- WHAT IS BEING ASKED -
Search the records below for "wake"; copy each line that has it.

Data extracted from a collection:
^^^^^^^^

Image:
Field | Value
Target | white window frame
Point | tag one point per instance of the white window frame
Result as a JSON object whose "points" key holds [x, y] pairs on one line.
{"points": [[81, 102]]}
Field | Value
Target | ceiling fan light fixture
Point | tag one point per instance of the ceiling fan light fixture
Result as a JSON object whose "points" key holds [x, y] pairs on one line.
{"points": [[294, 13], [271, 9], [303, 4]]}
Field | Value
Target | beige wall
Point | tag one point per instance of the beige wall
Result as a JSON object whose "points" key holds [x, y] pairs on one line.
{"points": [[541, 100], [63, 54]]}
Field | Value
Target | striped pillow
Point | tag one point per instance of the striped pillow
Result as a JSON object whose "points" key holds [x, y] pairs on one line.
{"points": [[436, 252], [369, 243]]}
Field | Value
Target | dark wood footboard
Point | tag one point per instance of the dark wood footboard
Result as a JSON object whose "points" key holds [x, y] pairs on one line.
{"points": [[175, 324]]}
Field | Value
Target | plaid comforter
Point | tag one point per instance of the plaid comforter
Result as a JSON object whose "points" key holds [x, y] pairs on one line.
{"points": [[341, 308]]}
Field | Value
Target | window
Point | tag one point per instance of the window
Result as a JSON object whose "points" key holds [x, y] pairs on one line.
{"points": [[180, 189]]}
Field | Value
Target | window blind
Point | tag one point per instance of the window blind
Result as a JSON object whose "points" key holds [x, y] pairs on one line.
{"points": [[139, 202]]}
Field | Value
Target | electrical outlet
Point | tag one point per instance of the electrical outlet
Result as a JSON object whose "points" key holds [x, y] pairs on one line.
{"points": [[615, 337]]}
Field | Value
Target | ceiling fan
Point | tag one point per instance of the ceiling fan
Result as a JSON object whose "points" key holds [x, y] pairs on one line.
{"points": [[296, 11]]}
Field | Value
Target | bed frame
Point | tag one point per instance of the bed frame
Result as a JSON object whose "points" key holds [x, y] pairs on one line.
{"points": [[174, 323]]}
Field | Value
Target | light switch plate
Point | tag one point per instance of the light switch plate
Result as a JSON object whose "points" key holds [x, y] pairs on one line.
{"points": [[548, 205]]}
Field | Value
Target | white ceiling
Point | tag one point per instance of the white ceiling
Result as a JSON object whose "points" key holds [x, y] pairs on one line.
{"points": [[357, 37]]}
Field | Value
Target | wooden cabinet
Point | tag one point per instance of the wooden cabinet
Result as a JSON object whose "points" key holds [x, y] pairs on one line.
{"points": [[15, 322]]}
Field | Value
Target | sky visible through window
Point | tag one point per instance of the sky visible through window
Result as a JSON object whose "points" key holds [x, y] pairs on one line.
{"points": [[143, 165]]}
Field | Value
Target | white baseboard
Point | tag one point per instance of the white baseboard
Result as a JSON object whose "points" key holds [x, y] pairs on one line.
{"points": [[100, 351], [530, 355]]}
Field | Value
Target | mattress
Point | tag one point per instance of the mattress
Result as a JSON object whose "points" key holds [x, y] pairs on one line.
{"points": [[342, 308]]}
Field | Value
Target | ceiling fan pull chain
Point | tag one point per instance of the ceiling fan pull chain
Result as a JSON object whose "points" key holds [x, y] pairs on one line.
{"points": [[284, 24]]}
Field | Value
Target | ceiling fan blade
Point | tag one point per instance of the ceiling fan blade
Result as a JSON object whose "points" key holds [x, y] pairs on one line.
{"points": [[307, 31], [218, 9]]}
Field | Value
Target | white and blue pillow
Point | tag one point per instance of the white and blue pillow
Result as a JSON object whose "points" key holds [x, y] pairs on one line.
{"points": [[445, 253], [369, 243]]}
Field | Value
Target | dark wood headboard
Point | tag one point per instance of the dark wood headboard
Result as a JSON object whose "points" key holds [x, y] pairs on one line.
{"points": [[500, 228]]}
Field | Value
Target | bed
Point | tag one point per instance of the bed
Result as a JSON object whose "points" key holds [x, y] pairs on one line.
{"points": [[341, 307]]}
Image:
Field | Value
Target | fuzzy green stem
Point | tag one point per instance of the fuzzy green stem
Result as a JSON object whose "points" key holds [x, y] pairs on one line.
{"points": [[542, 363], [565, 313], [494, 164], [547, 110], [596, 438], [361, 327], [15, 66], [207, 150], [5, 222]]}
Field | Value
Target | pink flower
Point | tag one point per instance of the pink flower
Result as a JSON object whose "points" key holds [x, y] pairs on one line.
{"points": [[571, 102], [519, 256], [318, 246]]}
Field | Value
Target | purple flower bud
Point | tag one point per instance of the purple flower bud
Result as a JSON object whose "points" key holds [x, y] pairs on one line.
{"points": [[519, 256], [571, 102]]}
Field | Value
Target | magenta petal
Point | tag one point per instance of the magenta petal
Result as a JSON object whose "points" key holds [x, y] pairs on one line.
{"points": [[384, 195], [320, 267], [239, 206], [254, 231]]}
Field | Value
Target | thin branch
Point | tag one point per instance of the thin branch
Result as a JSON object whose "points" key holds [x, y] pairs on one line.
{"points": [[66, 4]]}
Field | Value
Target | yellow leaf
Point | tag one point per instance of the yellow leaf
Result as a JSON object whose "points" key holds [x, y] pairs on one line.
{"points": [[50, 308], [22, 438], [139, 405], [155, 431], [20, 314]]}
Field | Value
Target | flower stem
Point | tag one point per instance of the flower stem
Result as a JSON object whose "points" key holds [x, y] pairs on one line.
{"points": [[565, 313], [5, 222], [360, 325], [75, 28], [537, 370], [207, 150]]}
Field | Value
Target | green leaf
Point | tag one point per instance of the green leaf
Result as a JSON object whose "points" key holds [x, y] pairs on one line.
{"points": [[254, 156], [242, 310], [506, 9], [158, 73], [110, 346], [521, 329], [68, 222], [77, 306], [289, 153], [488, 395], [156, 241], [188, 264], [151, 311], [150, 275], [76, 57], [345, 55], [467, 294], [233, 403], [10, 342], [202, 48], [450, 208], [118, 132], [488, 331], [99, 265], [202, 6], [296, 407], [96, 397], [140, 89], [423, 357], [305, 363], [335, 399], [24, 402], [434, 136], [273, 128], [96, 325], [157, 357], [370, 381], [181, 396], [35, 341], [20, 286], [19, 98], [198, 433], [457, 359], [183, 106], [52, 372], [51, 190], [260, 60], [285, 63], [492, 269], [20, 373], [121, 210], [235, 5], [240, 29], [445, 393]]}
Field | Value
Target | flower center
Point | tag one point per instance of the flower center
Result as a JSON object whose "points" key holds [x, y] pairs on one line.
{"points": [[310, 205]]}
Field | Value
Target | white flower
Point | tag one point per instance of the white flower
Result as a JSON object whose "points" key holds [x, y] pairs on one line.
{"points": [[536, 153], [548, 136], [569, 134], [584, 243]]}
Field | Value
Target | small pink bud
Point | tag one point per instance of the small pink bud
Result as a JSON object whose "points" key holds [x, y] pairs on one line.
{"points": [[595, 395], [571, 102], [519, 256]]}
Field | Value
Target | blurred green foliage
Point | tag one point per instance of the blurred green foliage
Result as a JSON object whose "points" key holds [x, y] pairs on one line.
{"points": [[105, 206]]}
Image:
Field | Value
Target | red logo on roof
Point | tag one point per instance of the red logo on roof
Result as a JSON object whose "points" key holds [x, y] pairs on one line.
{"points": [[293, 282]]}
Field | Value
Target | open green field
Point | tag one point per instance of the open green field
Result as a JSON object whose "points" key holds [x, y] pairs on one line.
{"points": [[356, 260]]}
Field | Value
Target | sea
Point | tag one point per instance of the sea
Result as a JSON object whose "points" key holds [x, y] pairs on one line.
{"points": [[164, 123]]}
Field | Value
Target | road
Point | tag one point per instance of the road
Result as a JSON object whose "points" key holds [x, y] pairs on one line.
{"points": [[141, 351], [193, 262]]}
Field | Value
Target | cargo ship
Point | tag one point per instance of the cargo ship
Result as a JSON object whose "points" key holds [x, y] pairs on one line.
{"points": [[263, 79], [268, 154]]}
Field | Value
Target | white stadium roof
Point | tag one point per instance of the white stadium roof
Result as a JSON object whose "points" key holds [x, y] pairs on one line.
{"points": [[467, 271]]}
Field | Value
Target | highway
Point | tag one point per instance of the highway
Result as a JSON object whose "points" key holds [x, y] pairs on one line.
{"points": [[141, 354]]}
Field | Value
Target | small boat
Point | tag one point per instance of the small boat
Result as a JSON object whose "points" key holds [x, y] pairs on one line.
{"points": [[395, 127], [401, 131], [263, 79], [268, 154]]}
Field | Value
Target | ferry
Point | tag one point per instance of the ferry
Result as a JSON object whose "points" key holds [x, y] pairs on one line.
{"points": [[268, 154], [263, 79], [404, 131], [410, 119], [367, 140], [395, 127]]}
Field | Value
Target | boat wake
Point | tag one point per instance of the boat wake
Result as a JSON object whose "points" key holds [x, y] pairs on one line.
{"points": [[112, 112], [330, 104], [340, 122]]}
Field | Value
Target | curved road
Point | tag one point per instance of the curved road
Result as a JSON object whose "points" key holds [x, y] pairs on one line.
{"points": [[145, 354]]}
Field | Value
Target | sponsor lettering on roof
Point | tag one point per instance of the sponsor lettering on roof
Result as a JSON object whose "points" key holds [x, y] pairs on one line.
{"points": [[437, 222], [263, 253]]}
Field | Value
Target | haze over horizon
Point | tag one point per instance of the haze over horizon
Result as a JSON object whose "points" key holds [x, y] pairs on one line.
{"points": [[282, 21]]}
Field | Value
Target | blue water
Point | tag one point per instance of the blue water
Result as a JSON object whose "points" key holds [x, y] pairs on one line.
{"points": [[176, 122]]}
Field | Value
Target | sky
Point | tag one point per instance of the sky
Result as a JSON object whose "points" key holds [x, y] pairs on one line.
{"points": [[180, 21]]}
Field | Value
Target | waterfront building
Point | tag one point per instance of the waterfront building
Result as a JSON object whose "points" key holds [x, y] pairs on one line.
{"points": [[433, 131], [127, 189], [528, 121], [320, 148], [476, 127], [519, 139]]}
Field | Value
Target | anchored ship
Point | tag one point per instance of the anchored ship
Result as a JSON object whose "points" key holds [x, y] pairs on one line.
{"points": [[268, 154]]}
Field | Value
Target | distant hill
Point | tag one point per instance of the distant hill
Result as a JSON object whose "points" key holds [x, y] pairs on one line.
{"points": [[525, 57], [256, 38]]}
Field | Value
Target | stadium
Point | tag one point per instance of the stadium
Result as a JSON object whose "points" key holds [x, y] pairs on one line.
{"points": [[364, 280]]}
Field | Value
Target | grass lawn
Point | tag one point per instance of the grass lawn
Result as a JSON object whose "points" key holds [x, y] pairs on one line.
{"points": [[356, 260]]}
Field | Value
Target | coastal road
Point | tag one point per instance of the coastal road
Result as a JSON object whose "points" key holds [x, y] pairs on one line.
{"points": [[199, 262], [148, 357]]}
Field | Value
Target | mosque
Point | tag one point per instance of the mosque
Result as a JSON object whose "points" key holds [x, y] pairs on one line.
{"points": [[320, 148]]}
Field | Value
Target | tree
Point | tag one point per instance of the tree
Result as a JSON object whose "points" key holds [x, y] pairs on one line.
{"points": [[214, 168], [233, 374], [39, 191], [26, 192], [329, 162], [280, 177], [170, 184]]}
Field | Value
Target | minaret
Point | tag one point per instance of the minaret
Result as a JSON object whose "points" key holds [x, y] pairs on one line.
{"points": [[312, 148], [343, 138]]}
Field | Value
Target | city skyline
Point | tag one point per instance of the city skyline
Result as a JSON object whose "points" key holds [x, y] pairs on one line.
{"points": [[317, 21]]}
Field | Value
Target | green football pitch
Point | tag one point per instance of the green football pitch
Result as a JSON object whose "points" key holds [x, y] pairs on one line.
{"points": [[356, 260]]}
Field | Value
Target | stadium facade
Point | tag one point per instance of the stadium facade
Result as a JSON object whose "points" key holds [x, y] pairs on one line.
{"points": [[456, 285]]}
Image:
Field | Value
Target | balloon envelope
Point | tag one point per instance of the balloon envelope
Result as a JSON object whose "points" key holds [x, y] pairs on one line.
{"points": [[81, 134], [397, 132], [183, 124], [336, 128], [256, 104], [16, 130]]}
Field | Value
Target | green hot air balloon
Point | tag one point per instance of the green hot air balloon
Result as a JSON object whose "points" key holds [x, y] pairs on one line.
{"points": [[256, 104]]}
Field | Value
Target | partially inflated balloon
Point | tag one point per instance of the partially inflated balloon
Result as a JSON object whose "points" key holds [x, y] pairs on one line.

^^^^^^^^

- WRITTEN ANSWER -
Target | boat wake
Point | tag one point per instance of the boat wake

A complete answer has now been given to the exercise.